Written request
Reproduce the following lines verbatim, each one without any alteration.

Input for this task
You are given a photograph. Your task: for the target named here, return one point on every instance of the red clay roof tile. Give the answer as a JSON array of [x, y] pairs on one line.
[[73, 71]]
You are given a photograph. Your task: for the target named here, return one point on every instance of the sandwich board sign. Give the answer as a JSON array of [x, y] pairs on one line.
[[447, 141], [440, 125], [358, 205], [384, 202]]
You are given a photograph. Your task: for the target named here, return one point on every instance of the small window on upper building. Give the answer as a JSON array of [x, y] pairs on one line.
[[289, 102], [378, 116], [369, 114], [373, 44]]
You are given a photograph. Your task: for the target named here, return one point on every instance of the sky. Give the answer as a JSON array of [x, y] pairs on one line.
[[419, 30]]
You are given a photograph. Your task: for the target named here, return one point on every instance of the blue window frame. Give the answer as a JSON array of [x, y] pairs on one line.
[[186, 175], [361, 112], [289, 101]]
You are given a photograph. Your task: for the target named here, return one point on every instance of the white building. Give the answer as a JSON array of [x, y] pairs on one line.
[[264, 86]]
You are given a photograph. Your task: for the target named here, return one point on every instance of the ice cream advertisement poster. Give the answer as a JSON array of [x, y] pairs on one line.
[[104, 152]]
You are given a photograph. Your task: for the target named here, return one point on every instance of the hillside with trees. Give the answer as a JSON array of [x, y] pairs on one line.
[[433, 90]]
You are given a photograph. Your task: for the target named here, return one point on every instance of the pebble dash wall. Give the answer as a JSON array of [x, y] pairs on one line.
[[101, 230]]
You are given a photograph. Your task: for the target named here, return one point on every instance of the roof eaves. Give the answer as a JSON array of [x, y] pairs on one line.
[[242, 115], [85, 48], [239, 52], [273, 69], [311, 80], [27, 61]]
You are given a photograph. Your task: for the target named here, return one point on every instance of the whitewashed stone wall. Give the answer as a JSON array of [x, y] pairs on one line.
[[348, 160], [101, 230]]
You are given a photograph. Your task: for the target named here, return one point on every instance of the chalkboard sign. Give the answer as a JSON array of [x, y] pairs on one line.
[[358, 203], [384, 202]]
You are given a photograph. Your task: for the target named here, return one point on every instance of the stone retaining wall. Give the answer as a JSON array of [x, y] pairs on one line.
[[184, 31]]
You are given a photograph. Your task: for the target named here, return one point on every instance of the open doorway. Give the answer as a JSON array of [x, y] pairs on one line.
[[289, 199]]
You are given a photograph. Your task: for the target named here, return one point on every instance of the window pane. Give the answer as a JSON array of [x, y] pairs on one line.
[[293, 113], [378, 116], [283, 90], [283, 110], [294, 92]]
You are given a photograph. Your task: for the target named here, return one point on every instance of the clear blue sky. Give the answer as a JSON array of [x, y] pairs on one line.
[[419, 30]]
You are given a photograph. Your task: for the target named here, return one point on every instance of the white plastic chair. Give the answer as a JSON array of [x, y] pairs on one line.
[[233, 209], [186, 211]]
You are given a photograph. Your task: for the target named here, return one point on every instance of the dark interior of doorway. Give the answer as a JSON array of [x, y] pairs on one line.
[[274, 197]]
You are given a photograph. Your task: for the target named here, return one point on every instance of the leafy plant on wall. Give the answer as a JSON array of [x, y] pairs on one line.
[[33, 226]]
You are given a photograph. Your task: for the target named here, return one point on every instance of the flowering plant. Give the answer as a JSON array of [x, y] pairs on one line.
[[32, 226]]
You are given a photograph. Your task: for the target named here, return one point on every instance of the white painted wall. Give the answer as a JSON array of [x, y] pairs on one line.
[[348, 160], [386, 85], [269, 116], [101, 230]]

Result for this exercise
You are given a photograph. Your task: for the target named here, return one point on every instance of the red clay roof tile. Give the answer as a JSON array of [x, y] pairs on one line.
[[73, 71]]
You are given a photograph. Your task: for the target named here, return one point on every instance of the sandwich board sign. Give the answer as a JSON array of [x, y] pairs on one line.
[[447, 141], [440, 125], [358, 205], [384, 202]]
You are given a photograph. Your task: for the target named here, return one point on every instance of the small window on upper building. Give the answer as a JSON array of [x, y] pairs on one line.
[[289, 102], [378, 116], [369, 114], [373, 44]]
You are given a photograph. Your task: for the target named here, return one point on every instance of the sky. Give the answer as a JSON array of [x, y] pairs on one line.
[[419, 30]]
You are given a photograph. Your task: for the target named here, return one point on every instance of the blue window frame. Give the answer as a JSON array of [x, y] pairs on one line.
[[186, 175], [361, 112], [289, 101]]
You are given a photograph. Your task: for the target named here, return one point on every instance of the white building. Give the answer as a JSON array of [x, y] pairs on one line.
[[264, 86]]
You are given a photograph. Your task: for the target named here, return one point on every instance of the ice cream advertisement poster. Give the answer as a JSON array of [x, y] pairs on one line.
[[104, 152]]
You are given a photograph. Your task: for the target named here, return one point on every instance of the hillside with trees. Give the answer as a JSON array of [x, y] pairs on one line.
[[433, 90]]
You are given a photograph. Your task: for the target named here, return one point on every instance of the pebble dash wall. Give the answer as a JSON array of [x, y] pairs on one line.
[[101, 230]]
You are given a photograph. Your task: for the target named here, return one point on every instance of the roof eaves. Give the answer as a JSON array of [x, y] pairs on one line.
[[242, 115], [85, 48], [239, 52], [273, 69], [311, 80], [27, 61]]
You are given a photograph. Your task: for the target named here, return one point on every instance of the whitewashed stone wall. Give the answer as a JSON array of [x, y] pairs on one line.
[[348, 160], [101, 230]]
You are given a photograph. Your task: for the target named here, return one point on every instance of the chalkboard sign. Give the answer as a JSON array of [x, y] pairs on one line.
[[358, 203], [384, 202]]
You are given a photograph. Your task: for the target named here, return one point on every instance of the stone retaining wall. Give the answer as a JSON array of [x, y] pairs on one line.
[[184, 31]]
You are given a photograph. Your task: for the target named here, return one point on every instance of the open doorway. Give the answer as a JSON array of [x, y] pairs on one line.
[[289, 199]]
You are given a photograph. Your task: for the target named here, return one point on every instance of the window pane. Give the answer as a JSON array of [x, y] pairs on one line.
[[293, 113], [378, 116], [283, 90], [283, 110], [294, 92]]
You are given a photograph. Your task: for the target named here, return one point on every instance of the clear blue sky. Give the answer as a JSON array of [x, y] pairs on one line.
[[419, 30]]
You are given a photograph. Your task: for the target named here, return one point on every instance of the white plastic chair. Give the answer as a JSON array of [x, y] pairs on one line.
[[233, 209], [186, 211]]
You are given a photograph. Your task: for the target named here, return one point on every instance of the dark interior of doorway. Give the answer as a JSON array of [x, y] pairs on one line.
[[274, 197]]
You are given a photograph. Your task: for the target named here, return one point on every instance of the leafy plant on wall. Give the answer as a JSON array of [x, y] pairs on one line.
[[33, 226]]
You are given a photograph. Your task: for the target named here, return one point on every instance of the flowering plant. Give the answer as a JSON array of [x, y] pairs on one line.
[[32, 226]]
You are given a photograph. Your task: for the target named here, return one point on every instance of the white painted wall. Give the answer as a JSON array of [x, y] pairs on one line.
[[348, 160], [386, 85], [269, 116], [101, 230]]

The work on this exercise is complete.